### BLOC DE TEXTE
Mark Stewart – Kiss the Future

MARK STEWART – Kiss The Future
(Soul Jazz / Discograph) – acheter ce disque

MARK STEWART - Kiss The FutureNe pas se fier à son nom fort commun : Mark Stewart est sans doute l’un des musiciens britanniques les plus inclassables, déroutants et novateurs de ces trente dernières années. L’un des plus confidentiels, aussi, malgré les louanges de ses pairs, de Sonic Youth à Bowie. Mais on pourra difficilement mettre en cause dans son cas l’incompétence de ses labels successifs ou la surdité du public : de ses débuts post-punk à ses derniers albums solo, notre homme n’a guère dévié d’une ligne farouchement expérimentale et anticommerciale. La compilation "Kiss the Future", que publie l’indispensable label anglais Soul Jazz, résume assez fidèlement ce parcours accidenté. Un recueil un peu chiche (douze titres seulement), mais des plus précieux dans la mesure où les œuvres de Stewart n’encombrent pas vraiment les linéaires des grandes surfaces culturelles.

Comme beaucoup de ses collègues, Mark Stewart a commencé à jouer de la musique à peine sorti de l’adolescence, dans le sillage du mouvement punk. Mouvement qui va vite marquer le pas, mais dont les enseignements libérateurs – en gros, n’importe qui peut monter un groupe – ne seront pas tombés dans l’oreille d’un sourd. Le rock anglais va alors connaître l’une des plus belles effervescences de sa jeune histoire, et The Pop Group, la formation de Stewart, en sera l’un des plus aventureux fleurons – son nom est évidemment d’une provocante ironie. Remettant en cause les trois accords réglementaires, le groupe de Bristol mêlera durant ses trois années d’existence punk, funk, free jazz et musiques ethniques, exprimant à travers ce mélange une conscience politique des plus fermes héritée du marxisme et des situationnistes, partagée par leurs contemporains Gang of Four, This Heat, ou le Scritti Politi des débuts. Vivien Goldman, journaliste et proche du groupe, dira d’eux : "The Pop Group était obsédé par l’idée de tout faire d’une façon nouvelle" ("The Pop Group had this obsession with finding a new way of doing everything", cité par Simon Reynolds dans son indispensable ouvrage sur le post-punk, "Rip It Up and Start Again", chez Faber and Faber).

"Kiss the Future" reprend trois morceaux extraits de leur maigre discographie (deux albums studio et deux recueils de singles et raretés), peut-être leurs plus marquants : "She’s Beyond Good And Evil" (produit par Dennis Bovell, personnage essentiel du reggae anglais, qui travailla également avec The Slits, Orange Juice ou Linton Kwesi Johnson), "We Are All Prostitutes" et "We Are Time". Toujours à la limite de l’arythmie et de la cacophonie, ces boules de nerfs restent parmi les meilleurs témoignages d’une scène et d’une époque passionnantes, dont tous les groupes en "The" du moment ne sont qu’une pâle photocopie – même si, convenons-en, leurs chansons sont souvent plus accrocheuses.
######
[CONSIGNE 1] Peux-tu renvoyer chaque ligne des enregistrements ci-dessous qui contient la chaîne « dark », en respectant la casse ?
### ENTRÉES AFFICHÉES
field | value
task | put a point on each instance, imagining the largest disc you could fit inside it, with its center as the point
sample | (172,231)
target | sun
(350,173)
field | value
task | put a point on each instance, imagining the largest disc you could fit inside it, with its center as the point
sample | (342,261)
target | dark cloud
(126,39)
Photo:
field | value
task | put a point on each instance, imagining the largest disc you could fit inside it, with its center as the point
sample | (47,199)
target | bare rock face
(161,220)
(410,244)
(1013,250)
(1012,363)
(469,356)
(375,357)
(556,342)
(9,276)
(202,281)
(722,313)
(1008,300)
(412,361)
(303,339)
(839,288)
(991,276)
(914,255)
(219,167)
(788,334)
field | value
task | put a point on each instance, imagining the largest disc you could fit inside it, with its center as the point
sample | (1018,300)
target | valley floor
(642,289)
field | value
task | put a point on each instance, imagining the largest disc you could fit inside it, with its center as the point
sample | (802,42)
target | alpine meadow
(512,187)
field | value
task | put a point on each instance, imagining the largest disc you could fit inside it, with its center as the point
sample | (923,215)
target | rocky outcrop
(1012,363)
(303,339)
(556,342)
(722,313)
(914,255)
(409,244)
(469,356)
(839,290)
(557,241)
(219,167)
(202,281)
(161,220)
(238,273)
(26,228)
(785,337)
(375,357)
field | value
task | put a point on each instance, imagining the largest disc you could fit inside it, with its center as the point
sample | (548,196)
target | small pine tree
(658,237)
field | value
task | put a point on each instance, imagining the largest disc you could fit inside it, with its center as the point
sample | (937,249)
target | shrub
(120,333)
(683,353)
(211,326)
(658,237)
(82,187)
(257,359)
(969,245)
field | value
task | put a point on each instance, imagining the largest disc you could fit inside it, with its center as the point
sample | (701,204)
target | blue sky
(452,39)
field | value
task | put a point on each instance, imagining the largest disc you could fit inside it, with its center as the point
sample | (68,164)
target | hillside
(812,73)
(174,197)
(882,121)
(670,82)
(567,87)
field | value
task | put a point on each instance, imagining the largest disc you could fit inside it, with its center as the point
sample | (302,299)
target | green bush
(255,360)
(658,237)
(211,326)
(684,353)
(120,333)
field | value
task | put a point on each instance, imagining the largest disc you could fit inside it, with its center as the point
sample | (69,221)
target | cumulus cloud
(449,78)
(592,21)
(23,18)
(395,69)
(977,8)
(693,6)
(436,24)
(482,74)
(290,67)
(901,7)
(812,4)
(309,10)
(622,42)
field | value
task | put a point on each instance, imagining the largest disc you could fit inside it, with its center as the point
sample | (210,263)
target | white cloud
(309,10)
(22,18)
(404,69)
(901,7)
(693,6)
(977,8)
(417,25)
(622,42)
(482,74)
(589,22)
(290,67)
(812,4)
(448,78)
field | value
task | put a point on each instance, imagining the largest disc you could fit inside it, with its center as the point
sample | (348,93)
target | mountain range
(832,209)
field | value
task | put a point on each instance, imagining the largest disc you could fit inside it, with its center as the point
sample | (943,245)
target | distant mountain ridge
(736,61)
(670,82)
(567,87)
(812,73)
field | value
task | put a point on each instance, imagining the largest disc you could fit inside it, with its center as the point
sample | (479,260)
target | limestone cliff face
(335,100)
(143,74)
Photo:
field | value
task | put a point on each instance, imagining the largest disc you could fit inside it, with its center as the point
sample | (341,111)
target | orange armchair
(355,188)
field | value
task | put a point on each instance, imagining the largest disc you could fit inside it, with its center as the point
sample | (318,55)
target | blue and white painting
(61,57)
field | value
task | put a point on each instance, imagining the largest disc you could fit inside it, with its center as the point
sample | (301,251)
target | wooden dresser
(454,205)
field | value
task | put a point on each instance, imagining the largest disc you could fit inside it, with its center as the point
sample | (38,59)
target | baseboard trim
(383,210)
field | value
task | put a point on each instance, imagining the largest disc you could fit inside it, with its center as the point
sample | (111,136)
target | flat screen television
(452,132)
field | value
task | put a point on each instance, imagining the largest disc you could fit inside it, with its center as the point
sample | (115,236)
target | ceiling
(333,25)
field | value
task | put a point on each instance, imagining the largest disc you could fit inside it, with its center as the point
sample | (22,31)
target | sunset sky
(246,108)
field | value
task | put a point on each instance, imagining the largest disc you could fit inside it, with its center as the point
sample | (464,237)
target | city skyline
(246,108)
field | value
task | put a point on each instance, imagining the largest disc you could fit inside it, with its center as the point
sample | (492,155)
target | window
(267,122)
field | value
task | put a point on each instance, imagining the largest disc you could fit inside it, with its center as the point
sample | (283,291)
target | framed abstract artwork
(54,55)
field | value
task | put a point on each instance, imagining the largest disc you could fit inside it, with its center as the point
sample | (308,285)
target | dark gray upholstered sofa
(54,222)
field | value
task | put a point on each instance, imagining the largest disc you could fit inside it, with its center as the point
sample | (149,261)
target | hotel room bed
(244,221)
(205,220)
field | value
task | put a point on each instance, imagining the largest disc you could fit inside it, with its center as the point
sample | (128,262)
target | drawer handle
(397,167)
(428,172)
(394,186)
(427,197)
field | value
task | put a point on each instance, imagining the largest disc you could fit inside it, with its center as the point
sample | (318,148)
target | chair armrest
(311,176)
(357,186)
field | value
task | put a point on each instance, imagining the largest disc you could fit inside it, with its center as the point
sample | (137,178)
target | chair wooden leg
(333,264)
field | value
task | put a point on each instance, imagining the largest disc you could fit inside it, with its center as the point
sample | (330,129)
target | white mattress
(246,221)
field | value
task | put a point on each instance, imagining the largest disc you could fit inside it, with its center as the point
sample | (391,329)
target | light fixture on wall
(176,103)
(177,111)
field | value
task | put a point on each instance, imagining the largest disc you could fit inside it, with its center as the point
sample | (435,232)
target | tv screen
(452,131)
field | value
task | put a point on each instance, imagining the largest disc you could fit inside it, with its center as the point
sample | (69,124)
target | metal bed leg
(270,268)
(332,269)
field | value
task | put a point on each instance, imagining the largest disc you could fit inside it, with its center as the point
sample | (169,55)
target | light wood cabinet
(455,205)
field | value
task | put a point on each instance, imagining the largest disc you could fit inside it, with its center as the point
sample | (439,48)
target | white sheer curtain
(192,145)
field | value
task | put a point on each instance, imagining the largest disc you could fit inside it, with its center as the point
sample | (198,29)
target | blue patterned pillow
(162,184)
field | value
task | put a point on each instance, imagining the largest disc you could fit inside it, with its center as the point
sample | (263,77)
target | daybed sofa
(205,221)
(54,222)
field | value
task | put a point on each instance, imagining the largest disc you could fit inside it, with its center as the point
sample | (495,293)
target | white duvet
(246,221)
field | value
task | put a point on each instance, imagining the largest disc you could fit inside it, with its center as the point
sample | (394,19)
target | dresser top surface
######
[CONSIGNE 2] Peux-tu restituer mot pour mot le passage de la critique, entre « MARK STEWART - Kiss » et « grandes surfaces culturelles. », inclus ?

[RÉPONSE ATTENDUE 1]
target | dark cloud
target | dark gray upholstered sofa

[RÉPONSE ATTENDUE 2]
MARK STEWART - Kiss The FutureNe pas se fier à son nom fort commun : Mark Stewart est sans doute l’un des musiciens britanniques les plus inclassables, déroutants et novateurs de ces trente dernières années. L’un des plus confidentiels, aussi, malgré les louanges de ses pairs, de Sonic Youth à Bowie. Mais on pourra difficilement mettre en cause dans son cas l’incompétence de ses labels successifs ou la surdité du public : de ses débuts post-punk à ses derniers albums solo, notre homme n’a guère dévié d’une ligne farouchement expérimentale et anticommerciale. La compilation "Kiss the Future", que publie l’indispensable label anglais Soul Jazz, résume assez fidèlement ce parcours accidenté. Un recueil un peu chiche (douze titres seulement), mais des plus précieux dans la mesure où les œuvres de Stewart n’encombrent pas vraiment les linéaires des grandes surfaces culturelles.